__Exercise aim__:
Every line of the data, first to last, must be written out unchanged.

=-=-=-=-=

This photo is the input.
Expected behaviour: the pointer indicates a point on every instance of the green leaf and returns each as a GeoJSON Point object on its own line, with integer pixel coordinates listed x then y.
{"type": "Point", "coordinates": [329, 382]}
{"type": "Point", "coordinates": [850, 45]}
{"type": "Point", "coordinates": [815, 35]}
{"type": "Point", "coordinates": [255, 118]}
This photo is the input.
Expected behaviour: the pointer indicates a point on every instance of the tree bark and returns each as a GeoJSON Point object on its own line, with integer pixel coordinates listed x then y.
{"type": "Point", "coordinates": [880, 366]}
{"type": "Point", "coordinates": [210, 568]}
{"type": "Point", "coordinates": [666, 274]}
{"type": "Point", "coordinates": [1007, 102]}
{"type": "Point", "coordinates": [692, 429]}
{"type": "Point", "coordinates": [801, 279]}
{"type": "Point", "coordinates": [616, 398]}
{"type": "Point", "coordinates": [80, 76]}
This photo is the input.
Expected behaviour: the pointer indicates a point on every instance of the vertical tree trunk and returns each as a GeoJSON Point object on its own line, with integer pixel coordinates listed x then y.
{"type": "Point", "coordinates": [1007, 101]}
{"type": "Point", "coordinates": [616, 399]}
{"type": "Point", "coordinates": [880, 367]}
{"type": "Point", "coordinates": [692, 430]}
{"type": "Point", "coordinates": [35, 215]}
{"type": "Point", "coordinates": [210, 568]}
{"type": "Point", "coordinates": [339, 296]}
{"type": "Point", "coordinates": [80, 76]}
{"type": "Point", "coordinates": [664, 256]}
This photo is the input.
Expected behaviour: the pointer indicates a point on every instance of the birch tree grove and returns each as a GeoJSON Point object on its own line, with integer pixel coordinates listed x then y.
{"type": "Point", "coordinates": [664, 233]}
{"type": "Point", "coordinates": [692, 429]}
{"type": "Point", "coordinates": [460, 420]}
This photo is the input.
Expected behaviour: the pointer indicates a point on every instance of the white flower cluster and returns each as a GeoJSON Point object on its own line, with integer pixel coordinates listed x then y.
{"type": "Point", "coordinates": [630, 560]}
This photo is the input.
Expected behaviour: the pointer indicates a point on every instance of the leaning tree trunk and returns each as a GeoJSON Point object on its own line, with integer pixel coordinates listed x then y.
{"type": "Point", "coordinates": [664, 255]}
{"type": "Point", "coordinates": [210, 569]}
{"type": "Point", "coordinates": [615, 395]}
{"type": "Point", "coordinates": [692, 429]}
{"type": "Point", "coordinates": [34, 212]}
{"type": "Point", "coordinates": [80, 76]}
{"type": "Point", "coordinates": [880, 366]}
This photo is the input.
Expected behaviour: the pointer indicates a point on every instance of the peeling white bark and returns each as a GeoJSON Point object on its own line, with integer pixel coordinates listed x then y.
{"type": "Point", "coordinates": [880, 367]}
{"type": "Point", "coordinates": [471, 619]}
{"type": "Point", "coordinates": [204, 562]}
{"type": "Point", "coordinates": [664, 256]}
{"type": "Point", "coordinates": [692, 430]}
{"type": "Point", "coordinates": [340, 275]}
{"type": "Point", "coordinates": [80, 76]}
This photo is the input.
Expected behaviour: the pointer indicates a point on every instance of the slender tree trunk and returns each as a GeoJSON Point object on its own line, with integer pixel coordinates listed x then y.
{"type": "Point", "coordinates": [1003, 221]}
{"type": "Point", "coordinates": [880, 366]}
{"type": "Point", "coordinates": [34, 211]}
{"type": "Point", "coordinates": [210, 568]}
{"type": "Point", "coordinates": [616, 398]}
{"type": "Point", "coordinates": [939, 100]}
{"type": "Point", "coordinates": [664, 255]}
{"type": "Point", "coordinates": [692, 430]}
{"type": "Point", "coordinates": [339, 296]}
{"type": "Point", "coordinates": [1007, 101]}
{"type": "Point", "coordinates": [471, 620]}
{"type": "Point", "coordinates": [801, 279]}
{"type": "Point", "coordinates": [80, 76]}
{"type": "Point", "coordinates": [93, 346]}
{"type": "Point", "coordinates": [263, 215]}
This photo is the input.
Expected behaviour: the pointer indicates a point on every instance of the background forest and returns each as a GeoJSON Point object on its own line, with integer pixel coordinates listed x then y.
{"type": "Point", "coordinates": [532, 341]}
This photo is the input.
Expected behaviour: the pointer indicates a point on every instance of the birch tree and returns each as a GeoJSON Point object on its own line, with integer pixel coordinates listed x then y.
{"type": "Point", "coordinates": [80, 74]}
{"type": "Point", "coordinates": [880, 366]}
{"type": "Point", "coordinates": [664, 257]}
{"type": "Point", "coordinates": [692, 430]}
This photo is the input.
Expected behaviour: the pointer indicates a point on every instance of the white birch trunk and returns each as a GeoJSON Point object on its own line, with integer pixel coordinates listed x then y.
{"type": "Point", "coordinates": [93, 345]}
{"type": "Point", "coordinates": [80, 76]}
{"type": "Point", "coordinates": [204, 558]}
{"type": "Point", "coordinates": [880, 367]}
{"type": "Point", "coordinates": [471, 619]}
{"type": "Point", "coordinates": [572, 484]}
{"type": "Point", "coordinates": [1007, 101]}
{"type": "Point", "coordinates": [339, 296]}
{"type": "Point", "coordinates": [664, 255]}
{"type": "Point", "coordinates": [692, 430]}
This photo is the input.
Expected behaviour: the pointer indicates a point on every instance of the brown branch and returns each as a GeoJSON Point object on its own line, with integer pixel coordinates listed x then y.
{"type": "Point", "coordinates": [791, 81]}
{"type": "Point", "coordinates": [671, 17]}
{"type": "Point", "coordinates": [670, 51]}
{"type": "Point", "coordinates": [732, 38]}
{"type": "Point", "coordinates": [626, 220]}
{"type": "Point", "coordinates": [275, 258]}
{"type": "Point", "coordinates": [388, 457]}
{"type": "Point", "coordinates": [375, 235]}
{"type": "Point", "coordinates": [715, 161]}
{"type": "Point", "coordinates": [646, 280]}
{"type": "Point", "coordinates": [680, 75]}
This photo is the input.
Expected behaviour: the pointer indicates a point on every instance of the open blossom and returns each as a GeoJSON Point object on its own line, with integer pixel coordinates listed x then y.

=-=-=-=-=

__Answer section__:
This photo is the input.
Expected behaviour: the pointer indicates a point on every instance of the green leaf and returns each as a GeoJSON Point object on its own line, with integer pixel coordinates listed x then y.
{"type": "Point", "coordinates": [329, 382]}
{"type": "Point", "coordinates": [850, 45]}
{"type": "Point", "coordinates": [815, 35]}
{"type": "Point", "coordinates": [255, 118]}
This photo is the input.
Expected behaviour: the pointer indicates a point on every instance of the tree bark and returns each as a GeoJSON Point object on its own line, with integer pixel coordinates listed x then y.
{"type": "Point", "coordinates": [880, 366]}
{"type": "Point", "coordinates": [210, 568]}
{"type": "Point", "coordinates": [666, 274]}
{"type": "Point", "coordinates": [1007, 102]}
{"type": "Point", "coordinates": [692, 429]}
{"type": "Point", "coordinates": [801, 279]}
{"type": "Point", "coordinates": [616, 398]}
{"type": "Point", "coordinates": [80, 76]}
This photo is the input.
Expected behaviour: the pointer indicates a point on every instance of the vertical tree trunk and returns each as a GeoJSON Point object on its own line, with integer pixel coordinates listed x then y.
{"type": "Point", "coordinates": [1007, 101]}
{"type": "Point", "coordinates": [616, 399]}
{"type": "Point", "coordinates": [880, 367]}
{"type": "Point", "coordinates": [692, 430]}
{"type": "Point", "coordinates": [35, 215]}
{"type": "Point", "coordinates": [210, 568]}
{"type": "Point", "coordinates": [339, 296]}
{"type": "Point", "coordinates": [80, 76]}
{"type": "Point", "coordinates": [664, 256]}
This photo is the input.
Expected behaviour: the pointer indicates a point on every instance of the birch tree grove and returns each as a GeoJSON Point object on its own line, with integer pixel coordinates listed x then y.
{"type": "Point", "coordinates": [664, 233]}
{"type": "Point", "coordinates": [692, 429]}
{"type": "Point", "coordinates": [460, 420]}
This photo is the input.
Expected behaviour: the pointer indicates a point on every instance of the white flower cluster and returns each as a GeoJSON Point object on its own line, with integer pixel coordinates listed x then y.
{"type": "Point", "coordinates": [630, 560]}
This photo is the input.
Expected behaviour: the pointer indicates a point on every instance of the leaning tree trunk and returns each as a GeoJSON Point object on its own line, with integer pixel coordinates listed x then y.
{"type": "Point", "coordinates": [664, 255]}
{"type": "Point", "coordinates": [210, 569]}
{"type": "Point", "coordinates": [615, 395]}
{"type": "Point", "coordinates": [692, 429]}
{"type": "Point", "coordinates": [34, 212]}
{"type": "Point", "coordinates": [80, 76]}
{"type": "Point", "coordinates": [880, 366]}
This photo is the input.
Expected behaviour: the pointer indicates a point on every instance of the peeling white bark and returns each as a GeoJSON Point object on its own line, with integer pixel coordinates listed x then y.
{"type": "Point", "coordinates": [880, 367]}
{"type": "Point", "coordinates": [471, 619]}
{"type": "Point", "coordinates": [204, 562]}
{"type": "Point", "coordinates": [664, 256]}
{"type": "Point", "coordinates": [692, 430]}
{"type": "Point", "coordinates": [340, 275]}
{"type": "Point", "coordinates": [80, 76]}
This photo is the input.
Expected behaviour: the pointer indicates a point on every instance of the slender tree trunk and returns each as a GeoJSON Point object on its own line, with integer pixel coordinates listed x then y.
{"type": "Point", "coordinates": [1003, 221]}
{"type": "Point", "coordinates": [880, 366]}
{"type": "Point", "coordinates": [34, 211]}
{"type": "Point", "coordinates": [210, 568]}
{"type": "Point", "coordinates": [616, 398]}
{"type": "Point", "coordinates": [939, 100]}
{"type": "Point", "coordinates": [664, 255]}
{"type": "Point", "coordinates": [692, 430]}
{"type": "Point", "coordinates": [339, 296]}
{"type": "Point", "coordinates": [1007, 101]}
{"type": "Point", "coordinates": [471, 620]}
{"type": "Point", "coordinates": [801, 279]}
{"type": "Point", "coordinates": [80, 76]}
{"type": "Point", "coordinates": [93, 346]}
{"type": "Point", "coordinates": [263, 215]}
This photo is the input.
Expected behaviour: the pointer indicates a point on every instance of the background forest and returns each as a GeoJSON Point object on its own line, with integer pixel coordinates listed x then y.
{"type": "Point", "coordinates": [532, 341]}
This photo is the input.
Expected behaviour: the pointer indicates a point on every instance of the birch tree and returns each as a GeoJSON Point object on its own line, with integer pixel coordinates listed x then y.
{"type": "Point", "coordinates": [80, 74]}
{"type": "Point", "coordinates": [880, 366]}
{"type": "Point", "coordinates": [664, 257]}
{"type": "Point", "coordinates": [692, 430]}
This photo is the input.
Expected behaviour: the pointer indicates a point on every instance of the white birch trunk and returns each as a GeoJSON Point object on its own line, with integer pixel coordinates listed x then y.
{"type": "Point", "coordinates": [93, 345]}
{"type": "Point", "coordinates": [80, 76]}
{"type": "Point", "coordinates": [204, 558]}
{"type": "Point", "coordinates": [880, 367]}
{"type": "Point", "coordinates": [471, 619]}
{"type": "Point", "coordinates": [572, 484]}
{"type": "Point", "coordinates": [1007, 101]}
{"type": "Point", "coordinates": [339, 296]}
{"type": "Point", "coordinates": [664, 255]}
{"type": "Point", "coordinates": [692, 430]}
This photo is the input.
Expected behaviour: the pointer indicates a point on every instance of the brown branch and returns each as a GeoJSON Point object on its own line, with integer pixel coordinates listed x then y.
{"type": "Point", "coordinates": [791, 81]}
{"type": "Point", "coordinates": [671, 17]}
{"type": "Point", "coordinates": [670, 51]}
{"type": "Point", "coordinates": [732, 38]}
{"type": "Point", "coordinates": [626, 220]}
{"type": "Point", "coordinates": [275, 258]}
{"type": "Point", "coordinates": [388, 457]}
{"type": "Point", "coordinates": [375, 235]}
{"type": "Point", "coordinates": [715, 161]}
{"type": "Point", "coordinates": [646, 280]}
{"type": "Point", "coordinates": [680, 75]}
This photo is the input.
Expected behaviour: the pointer indicates a point on every instance of the open blossom and returns each as a GeoJSON Point object on its own line, with integer pixel coordinates listed x then y.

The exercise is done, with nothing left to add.